Collected data:
──────

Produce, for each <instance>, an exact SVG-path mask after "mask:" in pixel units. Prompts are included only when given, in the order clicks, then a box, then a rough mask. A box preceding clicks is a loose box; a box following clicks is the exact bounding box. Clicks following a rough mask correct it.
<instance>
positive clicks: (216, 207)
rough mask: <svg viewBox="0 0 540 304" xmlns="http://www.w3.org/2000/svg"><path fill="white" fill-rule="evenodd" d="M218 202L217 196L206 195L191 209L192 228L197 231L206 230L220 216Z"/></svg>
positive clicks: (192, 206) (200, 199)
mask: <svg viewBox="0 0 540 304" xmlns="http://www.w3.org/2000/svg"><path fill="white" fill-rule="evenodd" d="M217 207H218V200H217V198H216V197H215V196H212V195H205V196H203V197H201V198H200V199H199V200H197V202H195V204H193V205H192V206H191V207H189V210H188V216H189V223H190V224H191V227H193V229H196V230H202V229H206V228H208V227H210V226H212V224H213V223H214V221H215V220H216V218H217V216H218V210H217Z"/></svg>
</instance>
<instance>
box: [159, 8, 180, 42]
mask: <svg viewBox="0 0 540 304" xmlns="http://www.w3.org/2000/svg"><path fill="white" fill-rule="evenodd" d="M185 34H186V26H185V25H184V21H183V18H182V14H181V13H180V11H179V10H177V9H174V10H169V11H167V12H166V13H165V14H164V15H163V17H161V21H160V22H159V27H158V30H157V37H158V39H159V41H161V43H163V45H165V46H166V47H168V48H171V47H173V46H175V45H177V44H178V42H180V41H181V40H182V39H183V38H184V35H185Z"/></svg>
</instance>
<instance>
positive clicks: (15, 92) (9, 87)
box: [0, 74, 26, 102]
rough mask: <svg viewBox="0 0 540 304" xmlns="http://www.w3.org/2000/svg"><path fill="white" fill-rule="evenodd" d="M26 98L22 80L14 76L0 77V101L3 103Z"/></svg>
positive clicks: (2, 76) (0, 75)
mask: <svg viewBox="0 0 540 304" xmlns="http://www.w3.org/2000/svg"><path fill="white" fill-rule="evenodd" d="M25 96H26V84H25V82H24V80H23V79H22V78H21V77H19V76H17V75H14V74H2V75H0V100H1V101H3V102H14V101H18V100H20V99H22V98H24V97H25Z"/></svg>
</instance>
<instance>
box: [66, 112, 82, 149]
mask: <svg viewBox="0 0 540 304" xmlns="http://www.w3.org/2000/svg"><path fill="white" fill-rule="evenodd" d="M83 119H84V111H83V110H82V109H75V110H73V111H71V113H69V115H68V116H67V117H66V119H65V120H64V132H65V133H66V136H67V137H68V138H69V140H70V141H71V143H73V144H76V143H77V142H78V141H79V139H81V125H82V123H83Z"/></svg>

──────

**THE TASK:** Every line in the entries above that mentions the word "rough" must be shown.

**EXERCISE OUTPUT:**
Produce, for each <instance>, an exact SVG-path mask after "mask:" in pixel units. Prompts are included only when given, in the order clicks, then a box, then a rough mask. A box preceding clicks is a loose box; a box following clicks is the exact bounding box. Clicks following a rough mask correct it.
rough mask: <svg viewBox="0 0 540 304" xmlns="http://www.w3.org/2000/svg"><path fill="white" fill-rule="evenodd" d="M218 202L217 196L206 195L191 209L192 228L197 231L206 230L220 216Z"/></svg>
rough mask: <svg viewBox="0 0 540 304" xmlns="http://www.w3.org/2000/svg"><path fill="white" fill-rule="evenodd" d="M26 98L22 80L14 76L0 77V101L3 103Z"/></svg>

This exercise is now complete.